Instruction 1 »
According to the article on the DNS DDoS attack, what devices was the attack reported to use to launch DNS queries?

Reading text »
BEGIN

Speculating on DNS DDoS
Read more about the recent DDoS attack on Dyn here on RIPE Labs.
Report of the incident from Gizmodo.com
I should note at the outset that when writing this so soon after the event is a situation, there is not a lot of authoritative information about the attack. So, we’ll need to make a few guesses as to what was going on with this attack.
What we think is a likely guess:
- Firstly, it was a DNS attack. Perhaps this guess is more of an assumption than something we think is a likely guess.It is evident that the authoritative name servers of certain domain names were the target of this attack, and it is certainly possible that it could’ve been a ping attack or any other form of IP packets that attempt to saturate the network resources close to the locations of the authoritative name servers.But let’s proceed here with the assumption that the attack was one that attempted to overwhelm a collection of DNS name servers with a set of otherwise quite conventional DNS queries. What would’ve been different about this activity that would make it an attack was the volume of such queries, and the span of endpoints generating such queries.
- The attack was based on sending “normal” DNS queries. This was evidently not a cause of using a crafted query that exercised some supposed vulnerability in the DNS infrastructure, but simply a case of sending a large volume of otherwise quite conventional queries.
- The attack was directed at the authoritative name servers for a set of target domain names.
- The previous assumption would indicate that the queries were like random-label.target-name.
- The attack was reported to use cameras and other bits and pieces of Internet-connected cruft and co-opted them to launch DNS queries.
What we don’t know:
- We don’t know if all the co-opted devices were discoverable on the public IPv4 space or were located behind NATs, but it probably doesn’t matter. The reported number of such devices (some “10s of millions”) would tend to suggest that the pool of devices lie predominately behind NATs. However, I have to observe that this is a very large number and it does present some plausibility issues with the report.
- We don’t know if the script included source address spoofing or not. We think not, as the NAT assumption above would tend to say that this is an attack where the source address cannot be readily spoofed.
- We don’t know if the attack used normal DNS infrastructure and made DNS queries via recursive name servers, or whether they were scripted to directly query particular authoritative name servers. Getting a device to pull down a particular URL is all part of a bot command and control channel. So, at the very least, you need to have the device perform a URL fetch upon command. In this case, that basic ability is enough for such an attack. Explicitly scripting the device to perform a query directly to an authoritative name server requires further access to the particular tool or library call that allows this crafting of a DNS query, and this may not be an option on all these co-opted devices.The first statement released by Dyn said: “We observed 10s of millions of discrete IP addresses associated with the Mirai botnet that were part of the attack”. If the attack used the conventional recursive resolver infrastructure, then such direct observations from the authoritative name server would not be possible, as all they would see is a large query volume from the usual set of recursive resolvers that handle all other DNS query traffic. So, the claim from Dyn that they directly observed some 10s of millions of discrete IP addresses would tend to suggest that the co-opted devices were communicating directly with the authoritative name servers and passing their queries directly to them, rather than via the recursive resolver infrastructure.

END

Records of labeled points:
BEGIN

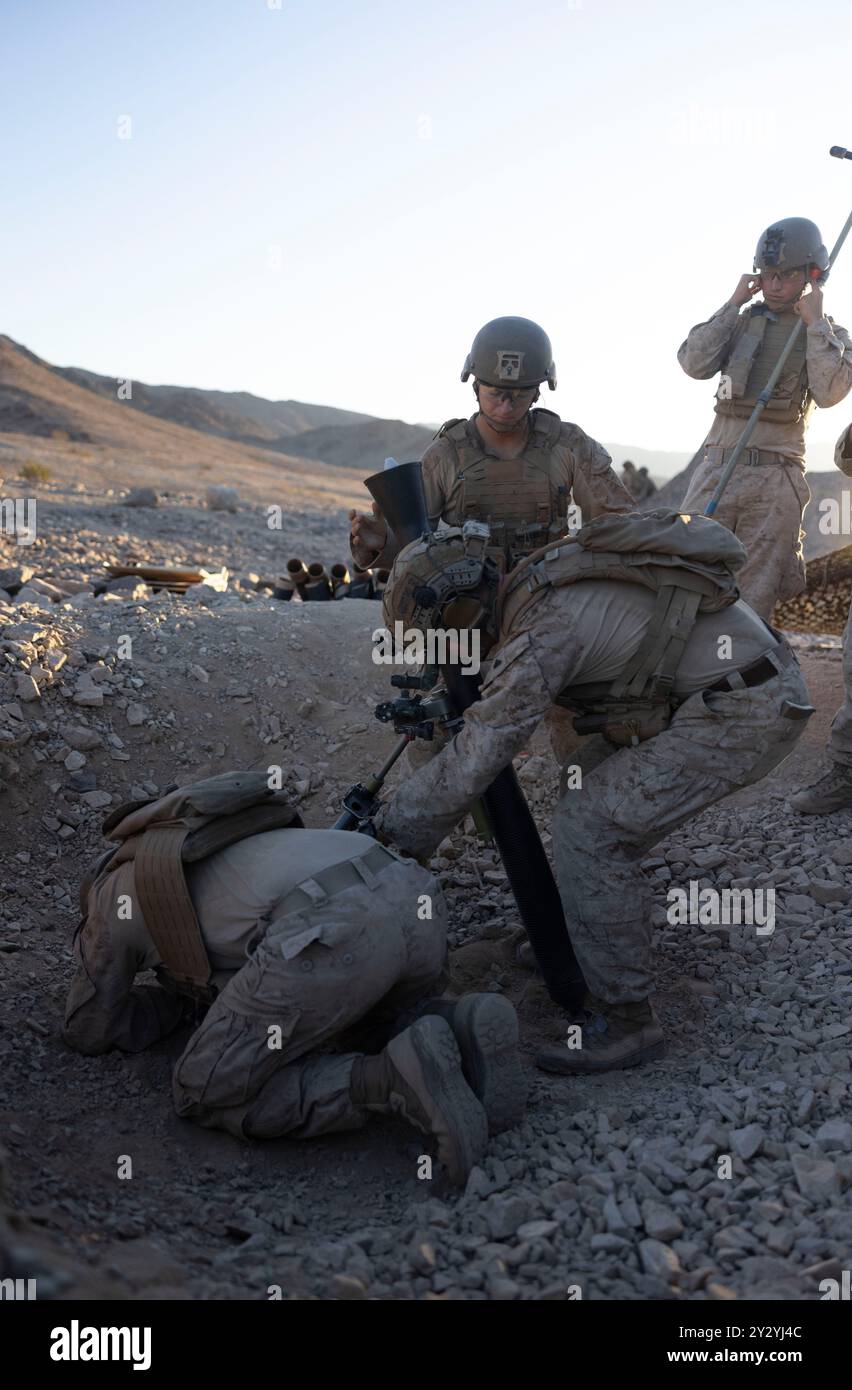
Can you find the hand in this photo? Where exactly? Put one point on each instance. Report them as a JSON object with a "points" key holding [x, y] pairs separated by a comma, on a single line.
{"points": [[810, 306], [747, 288], [367, 535]]}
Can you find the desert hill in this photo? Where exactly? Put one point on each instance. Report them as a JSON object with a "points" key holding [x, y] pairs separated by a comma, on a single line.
{"points": [[68, 403]]}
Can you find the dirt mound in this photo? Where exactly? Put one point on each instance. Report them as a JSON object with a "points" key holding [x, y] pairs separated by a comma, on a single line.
{"points": [[824, 605]]}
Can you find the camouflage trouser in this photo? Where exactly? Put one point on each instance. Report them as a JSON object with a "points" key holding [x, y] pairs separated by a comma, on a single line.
{"points": [[313, 975], [634, 797], [840, 741], [762, 505]]}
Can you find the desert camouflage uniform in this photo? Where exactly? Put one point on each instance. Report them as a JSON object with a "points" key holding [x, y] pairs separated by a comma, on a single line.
{"points": [[309, 966], [840, 740], [576, 467], [765, 501], [716, 742]]}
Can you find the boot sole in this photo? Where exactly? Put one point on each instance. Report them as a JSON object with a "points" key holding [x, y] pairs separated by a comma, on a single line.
{"points": [[487, 1032], [570, 1068], [444, 1094]]}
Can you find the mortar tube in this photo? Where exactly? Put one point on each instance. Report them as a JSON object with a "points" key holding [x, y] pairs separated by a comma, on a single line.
{"points": [[296, 573], [527, 868], [339, 580], [318, 585]]}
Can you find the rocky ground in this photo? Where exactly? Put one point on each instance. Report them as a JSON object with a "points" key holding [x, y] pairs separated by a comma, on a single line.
{"points": [[612, 1186]]}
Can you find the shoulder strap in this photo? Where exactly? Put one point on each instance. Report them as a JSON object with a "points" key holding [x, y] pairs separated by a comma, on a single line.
{"points": [[451, 427], [167, 906], [651, 673], [546, 428]]}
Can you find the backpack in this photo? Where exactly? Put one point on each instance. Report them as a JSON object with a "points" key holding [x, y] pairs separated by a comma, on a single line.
{"points": [[184, 826], [688, 562]]}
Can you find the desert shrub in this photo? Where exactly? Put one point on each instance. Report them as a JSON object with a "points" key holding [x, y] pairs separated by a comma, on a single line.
{"points": [[35, 471]]}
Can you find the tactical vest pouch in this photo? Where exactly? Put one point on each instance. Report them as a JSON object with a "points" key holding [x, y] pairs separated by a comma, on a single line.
{"points": [[688, 562], [520, 499], [188, 824], [752, 363]]}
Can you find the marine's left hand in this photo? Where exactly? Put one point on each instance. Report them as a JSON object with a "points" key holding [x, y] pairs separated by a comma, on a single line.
{"points": [[809, 307]]}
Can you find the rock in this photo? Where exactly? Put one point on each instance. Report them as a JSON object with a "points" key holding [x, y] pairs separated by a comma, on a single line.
{"points": [[709, 859], [346, 1286], [88, 695], [97, 799], [612, 1215], [836, 1134], [537, 1229], [478, 1183], [660, 1223], [824, 891], [798, 902], [748, 1141], [46, 588], [25, 687], [609, 1243], [82, 781], [505, 1214], [142, 498], [816, 1178], [82, 738], [659, 1260], [221, 499], [14, 576]]}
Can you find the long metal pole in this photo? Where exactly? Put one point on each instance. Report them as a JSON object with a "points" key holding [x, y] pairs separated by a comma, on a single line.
{"points": [[770, 385]]}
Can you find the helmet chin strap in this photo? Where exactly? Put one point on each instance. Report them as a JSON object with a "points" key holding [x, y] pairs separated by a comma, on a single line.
{"points": [[501, 426]]}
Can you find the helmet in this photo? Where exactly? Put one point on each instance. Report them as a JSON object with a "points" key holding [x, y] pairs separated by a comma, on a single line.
{"points": [[510, 352], [794, 241], [445, 580]]}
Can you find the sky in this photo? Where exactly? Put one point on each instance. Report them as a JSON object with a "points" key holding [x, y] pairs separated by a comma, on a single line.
{"points": [[324, 200]]}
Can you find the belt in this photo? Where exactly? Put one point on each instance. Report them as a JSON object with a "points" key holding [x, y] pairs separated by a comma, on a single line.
{"points": [[751, 456], [756, 673], [328, 883]]}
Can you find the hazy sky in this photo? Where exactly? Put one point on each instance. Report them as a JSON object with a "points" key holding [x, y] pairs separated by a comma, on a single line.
{"points": [[324, 200]]}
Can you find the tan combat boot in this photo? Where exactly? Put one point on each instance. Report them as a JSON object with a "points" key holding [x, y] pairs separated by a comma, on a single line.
{"points": [[831, 792], [485, 1029], [419, 1077], [612, 1036]]}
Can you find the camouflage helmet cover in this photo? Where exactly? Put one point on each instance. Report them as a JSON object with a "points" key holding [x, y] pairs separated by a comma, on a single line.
{"points": [[510, 352], [794, 241], [445, 580]]}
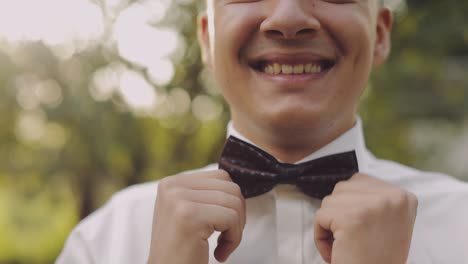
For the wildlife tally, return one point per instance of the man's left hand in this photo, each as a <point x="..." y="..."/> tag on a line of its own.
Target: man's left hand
<point x="365" y="221"/>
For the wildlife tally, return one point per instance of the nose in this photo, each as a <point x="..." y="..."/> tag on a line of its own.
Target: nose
<point x="290" y="19"/>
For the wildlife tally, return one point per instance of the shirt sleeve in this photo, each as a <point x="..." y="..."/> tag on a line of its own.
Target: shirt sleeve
<point x="75" y="251"/>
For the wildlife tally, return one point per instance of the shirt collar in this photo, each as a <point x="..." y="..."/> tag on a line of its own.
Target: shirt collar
<point x="353" y="139"/>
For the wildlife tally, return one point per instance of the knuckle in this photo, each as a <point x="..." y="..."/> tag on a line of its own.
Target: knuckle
<point x="237" y="190"/>
<point x="166" y="183"/>
<point x="224" y="175"/>
<point x="340" y="187"/>
<point x="183" y="211"/>
<point x="326" y="201"/>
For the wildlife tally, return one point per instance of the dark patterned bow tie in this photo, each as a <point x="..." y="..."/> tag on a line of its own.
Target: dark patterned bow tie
<point x="257" y="172"/>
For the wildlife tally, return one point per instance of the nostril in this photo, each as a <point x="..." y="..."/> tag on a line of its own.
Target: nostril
<point x="305" y="31"/>
<point x="274" y="33"/>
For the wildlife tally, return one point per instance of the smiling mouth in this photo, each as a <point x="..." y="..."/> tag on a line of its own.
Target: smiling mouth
<point x="276" y="68"/>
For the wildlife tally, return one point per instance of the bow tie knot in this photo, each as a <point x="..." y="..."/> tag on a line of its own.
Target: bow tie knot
<point x="257" y="172"/>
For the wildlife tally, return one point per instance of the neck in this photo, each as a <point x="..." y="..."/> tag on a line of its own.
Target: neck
<point x="292" y="143"/>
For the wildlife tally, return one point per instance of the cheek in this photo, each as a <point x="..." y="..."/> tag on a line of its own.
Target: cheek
<point x="235" y="24"/>
<point x="350" y="27"/>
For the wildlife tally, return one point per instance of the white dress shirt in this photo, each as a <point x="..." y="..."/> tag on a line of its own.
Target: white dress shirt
<point x="279" y="226"/>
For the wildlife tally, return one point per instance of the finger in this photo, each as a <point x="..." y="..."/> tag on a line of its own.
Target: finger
<point x="323" y="235"/>
<point x="224" y="220"/>
<point x="344" y="201"/>
<point x="212" y="174"/>
<point x="219" y="198"/>
<point x="360" y="183"/>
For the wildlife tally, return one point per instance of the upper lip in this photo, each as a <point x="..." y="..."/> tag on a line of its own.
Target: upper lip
<point x="290" y="58"/>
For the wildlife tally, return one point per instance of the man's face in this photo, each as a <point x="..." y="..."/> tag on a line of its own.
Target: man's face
<point x="301" y="64"/>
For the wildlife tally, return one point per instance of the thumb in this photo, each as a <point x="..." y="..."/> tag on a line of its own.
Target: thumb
<point x="323" y="241"/>
<point x="227" y="243"/>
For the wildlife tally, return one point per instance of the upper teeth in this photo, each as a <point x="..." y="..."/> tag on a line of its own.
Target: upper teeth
<point x="277" y="68"/>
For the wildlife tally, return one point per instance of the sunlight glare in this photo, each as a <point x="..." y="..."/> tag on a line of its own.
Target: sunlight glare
<point x="67" y="24"/>
<point x="136" y="91"/>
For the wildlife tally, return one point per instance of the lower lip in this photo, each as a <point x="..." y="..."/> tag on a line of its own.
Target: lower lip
<point x="293" y="80"/>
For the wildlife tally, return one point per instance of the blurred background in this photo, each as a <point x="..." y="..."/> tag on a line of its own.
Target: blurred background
<point x="99" y="95"/>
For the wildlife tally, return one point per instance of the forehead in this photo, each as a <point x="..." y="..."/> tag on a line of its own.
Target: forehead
<point x="380" y="2"/>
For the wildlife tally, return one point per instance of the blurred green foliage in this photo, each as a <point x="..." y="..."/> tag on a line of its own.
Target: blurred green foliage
<point x="59" y="162"/>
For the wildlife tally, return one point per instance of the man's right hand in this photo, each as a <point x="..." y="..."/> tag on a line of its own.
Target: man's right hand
<point x="189" y="208"/>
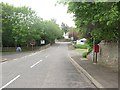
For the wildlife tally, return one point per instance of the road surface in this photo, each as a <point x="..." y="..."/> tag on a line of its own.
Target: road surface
<point x="50" y="68"/>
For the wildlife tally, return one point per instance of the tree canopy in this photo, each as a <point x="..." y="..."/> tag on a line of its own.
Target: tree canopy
<point x="20" y="25"/>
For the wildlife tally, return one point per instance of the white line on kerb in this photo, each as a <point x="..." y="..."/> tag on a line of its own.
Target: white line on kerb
<point x="35" y="64"/>
<point x="10" y="82"/>
<point x="46" y="56"/>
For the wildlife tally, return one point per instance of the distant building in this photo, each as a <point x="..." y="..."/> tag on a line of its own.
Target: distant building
<point x="66" y="35"/>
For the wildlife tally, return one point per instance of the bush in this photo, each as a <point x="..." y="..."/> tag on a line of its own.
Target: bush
<point x="81" y="46"/>
<point x="86" y="53"/>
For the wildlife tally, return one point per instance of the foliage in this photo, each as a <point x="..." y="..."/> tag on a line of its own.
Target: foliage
<point x="81" y="46"/>
<point x="99" y="20"/>
<point x="21" y="25"/>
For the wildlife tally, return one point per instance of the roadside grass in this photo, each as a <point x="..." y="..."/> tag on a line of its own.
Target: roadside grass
<point x="83" y="48"/>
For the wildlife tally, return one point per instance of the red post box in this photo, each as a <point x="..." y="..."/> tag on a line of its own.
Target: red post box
<point x="96" y="48"/>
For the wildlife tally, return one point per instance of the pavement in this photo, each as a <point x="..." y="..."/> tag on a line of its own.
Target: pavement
<point x="7" y="56"/>
<point x="100" y="76"/>
<point x="50" y="68"/>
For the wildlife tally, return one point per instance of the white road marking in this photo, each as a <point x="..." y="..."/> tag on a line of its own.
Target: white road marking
<point x="46" y="56"/>
<point x="10" y="82"/>
<point x="35" y="64"/>
<point x="15" y="59"/>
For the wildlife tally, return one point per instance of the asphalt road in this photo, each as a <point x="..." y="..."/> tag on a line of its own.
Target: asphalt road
<point x="50" y="68"/>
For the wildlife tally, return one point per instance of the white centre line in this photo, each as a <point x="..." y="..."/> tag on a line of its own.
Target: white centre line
<point x="35" y="64"/>
<point x="10" y="82"/>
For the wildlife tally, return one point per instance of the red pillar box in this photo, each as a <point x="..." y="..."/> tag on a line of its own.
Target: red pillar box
<point x="96" y="48"/>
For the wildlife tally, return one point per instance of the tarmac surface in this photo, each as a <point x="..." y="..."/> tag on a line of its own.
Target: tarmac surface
<point x="99" y="76"/>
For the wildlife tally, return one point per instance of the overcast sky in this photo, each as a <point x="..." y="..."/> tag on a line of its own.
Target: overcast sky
<point x="46" y="9"/>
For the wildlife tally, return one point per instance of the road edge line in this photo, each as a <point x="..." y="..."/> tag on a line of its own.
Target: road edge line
<point x="10" y="82"/>
<point x="95" y="82"/>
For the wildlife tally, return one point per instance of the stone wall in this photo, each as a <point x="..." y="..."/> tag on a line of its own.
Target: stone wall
<point x="108" y="55"/>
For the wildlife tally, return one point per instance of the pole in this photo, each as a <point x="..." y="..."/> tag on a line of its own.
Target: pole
<point x="93" y="50"/>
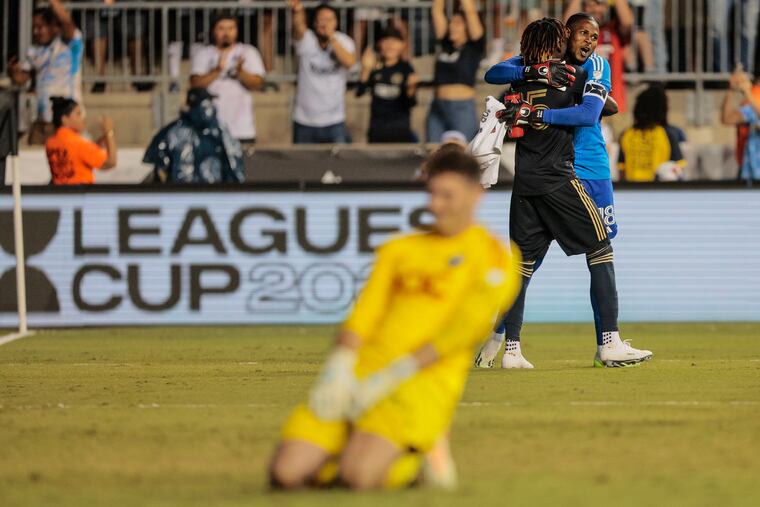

END

Instruction 2 »
Gather every line of the records that holds the word "edge".

Expected answer 1 »
Cameras and other bits and pieces of Internet-connected cruft.

Expected answer 2 »
For the wildlife tally, return one point per instance of the road edge line in this photo, each as a <point x="..." y="..."/> tag on a line of its own.
Target: road edge line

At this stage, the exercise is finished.